-- Begin Extracted data --
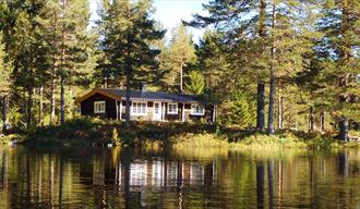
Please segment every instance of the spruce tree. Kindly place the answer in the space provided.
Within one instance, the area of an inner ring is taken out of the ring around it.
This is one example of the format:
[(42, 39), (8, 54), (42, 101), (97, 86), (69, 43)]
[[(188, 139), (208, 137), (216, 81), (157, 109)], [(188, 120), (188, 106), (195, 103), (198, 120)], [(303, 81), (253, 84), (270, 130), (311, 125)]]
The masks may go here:
[[(183, 71), (188, 63), (194, 62), (196, 58), (191, 36), (185, 26), (179, 25), (172, 29), (172, 37), (168, 52), (168, 61), (171, 63), (171, 69), (169, 69), (169, 74), (167, 74), (166, 77), (175, 78), (176, 82), (172, 86), (179, 86), (177, 91), (182, 93), (184, 83)], [(170, 82), (170, 85), (171, 83), (172, 82)]]
[(190, 95), (202, 95), (205, 89), (204, 76), (196, 71), (189, 73), (188, 82), (184, 85), (184, 93)]
[(325, 34), (319, 47), (324, 60), (322, 82), (326, 86), (323, 98), (331, 103), (331, 111), (338, 123), (341, 140), (349, 139), (349, 120), (360, 119), (359, 73), (360, 36), (357, 0), (329, 0), (324, 5), (320, 28)]
[(104, 40), (101, 41), (103, 59), (100, 69), (110, 77), (125, 77), (127, 108), (125, 121), (130, 125), (130, 89), (141, 82), (158, 79), (158, 61), (160, 53), (151, 45), (161, 39), (165, 32), (155, 27), (152, 19), (152, 2), (139, 0), (115, 0), (103, 16)]
[[(233, 71), (249, 72), (257, 83), (257, 111), (256, 127), (259, 131), (264, 130), (265, 125), (265, 86), (264, 77), (266, 69), (268, 69), (268, 52), (266, 50), (268, 44), (268, 14), (267, 2), (261, 1), (211, 1), (204, 5), (209, 15), (194, 15), (194, 20), (187, 23), (194, 27), (215, 26), (218, 32), (226, 33), (225, 41), (229, 45), (230, 59), (233, 62)], [(243, 39), (252, 39), (252, 47), (243, 50)], [(249, 59), (244, 62), (243, 57)], [(245, 64), (247, 66), (244, 66)], [(241, 67), (241, 69), (239, 69)], [(232, 73), (232, 75), (235, 75)]]
[(2, 35), (0, 34), (0, 99), (2, 113), (2, 130), (5, 131), (8, 122), (8, 103), (11, 87), (11, 64), (7, 62), (7, 53), (2, 44)]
-- End Extracted data --
* _Task statement_:
List each line of the records above that contains the word "instance".

* _Full response_:
Please segment every instance of the spruce tree. Kindly place the answer in the space provided.
Within one instance, the area of an inner ring is taken out of the ring around it.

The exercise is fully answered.